Texte extrait:
##########

Rappelons ce qu'est le Haut-Karabagh. Depuis plus d'un millénaire, une
terre peuplée d'Arméniens, berceau de résistance aux conflits qui
opposèrent longtemps Empire ottoman et Perse séfévide. Lors de la
soviétisation, Moscou attribue cette région d'Arménie à la République
Fédérée turcophone d'Azerbaïdjan, selon l'adage impérial du `diviser
pour régner`. Mais le pouvoir soviétique lui reconnait sa nature
arménienne et lui confère le statut de Région Autonome. Durant toute
la domination soviétique, les Arméniens du Haut-Karabagh n'ont cessé
de revendiquer leur rattachement à la République d'Arménie. En vain. A
la fin des années 1980, croyant dans la politique de glasnost de
Gorbatchev, les Arméniens du Haut-Karabagh entament, dans le cadre des
lois soviétiques, leur premier acte d'autodétermination : le 20
février 1988, le soviet de la Région Autonome vote son rattachement à
l'Arménie. D'immenses manifestations pacifiques ont lieu dans les deux
pays. La réponse de l'Azerbaïdjan est immédiatement violente : le 27
février 1988, commencent des massacres d'Arméniens à Soumgaït,
deuxième ville du pays, et en novembre à Kirovabad. L'AFP, reprise par
Le Monde du 08 mars 1988, traduit l'état d'esprit à Bakou en
rapportant les propos d'un jeune azéri :
`Jamais ils n'oseront nous prendre Karabakh. Sinon, ce sera la guerre,
et ils le savent. Nous serons soutenus par les Turcs et nos frères
d'Iran... maintenant chez nous, c'est déjà la guerre `
Le 12 janvier 1989, Moscou soustrait le gouvernement du Haut-Karabagh
à la tutelle azérie et administre directement la Région Autonome.

##########

Données fournies:
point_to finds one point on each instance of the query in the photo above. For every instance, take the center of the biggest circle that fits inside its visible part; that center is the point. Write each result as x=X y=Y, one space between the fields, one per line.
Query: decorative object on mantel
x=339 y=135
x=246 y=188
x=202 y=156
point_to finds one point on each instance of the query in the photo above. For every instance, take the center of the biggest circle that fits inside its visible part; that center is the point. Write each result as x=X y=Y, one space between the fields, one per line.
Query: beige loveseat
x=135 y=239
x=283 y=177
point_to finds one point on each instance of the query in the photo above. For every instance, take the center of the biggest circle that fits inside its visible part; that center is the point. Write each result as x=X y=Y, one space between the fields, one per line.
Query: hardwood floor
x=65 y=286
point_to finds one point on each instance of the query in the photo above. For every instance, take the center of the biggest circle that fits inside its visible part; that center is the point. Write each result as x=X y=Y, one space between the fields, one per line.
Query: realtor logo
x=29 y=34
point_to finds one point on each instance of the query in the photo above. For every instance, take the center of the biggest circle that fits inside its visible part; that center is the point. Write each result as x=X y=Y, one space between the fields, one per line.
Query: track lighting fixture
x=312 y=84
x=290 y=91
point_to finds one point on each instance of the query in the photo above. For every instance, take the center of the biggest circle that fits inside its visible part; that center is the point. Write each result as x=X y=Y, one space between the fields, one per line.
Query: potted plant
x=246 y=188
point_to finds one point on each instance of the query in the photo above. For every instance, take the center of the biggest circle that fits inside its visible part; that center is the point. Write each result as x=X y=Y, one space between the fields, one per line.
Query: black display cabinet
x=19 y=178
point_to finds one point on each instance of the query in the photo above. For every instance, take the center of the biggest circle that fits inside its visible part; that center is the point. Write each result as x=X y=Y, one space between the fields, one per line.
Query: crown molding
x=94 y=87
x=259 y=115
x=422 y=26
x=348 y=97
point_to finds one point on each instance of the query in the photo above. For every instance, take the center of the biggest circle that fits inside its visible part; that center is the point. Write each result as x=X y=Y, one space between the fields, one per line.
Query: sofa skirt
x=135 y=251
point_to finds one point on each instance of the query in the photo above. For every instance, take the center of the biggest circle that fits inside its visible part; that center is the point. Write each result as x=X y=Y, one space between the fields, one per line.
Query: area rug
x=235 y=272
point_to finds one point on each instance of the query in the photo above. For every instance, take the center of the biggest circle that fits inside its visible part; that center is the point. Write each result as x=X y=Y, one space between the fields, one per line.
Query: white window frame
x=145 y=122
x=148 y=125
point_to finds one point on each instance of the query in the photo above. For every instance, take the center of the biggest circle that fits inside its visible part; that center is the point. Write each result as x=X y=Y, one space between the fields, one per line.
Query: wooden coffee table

##########

Consigne:
D'après le texte sur le Haut-Karabagh, pourquoi le pouvoir soviétique a-t-il donné à cette région le statut de Région Autonome ? Répondez en une à trois phrases.

Réponse:
Le pouvoir soviétique reconnaissait la nature arménienne du Haut-Karabagh. C'est pourquoi il lui a conféré le statut de Région Autonome, tout en rattachant la région à la République fédérée d'Azerbaïdjan.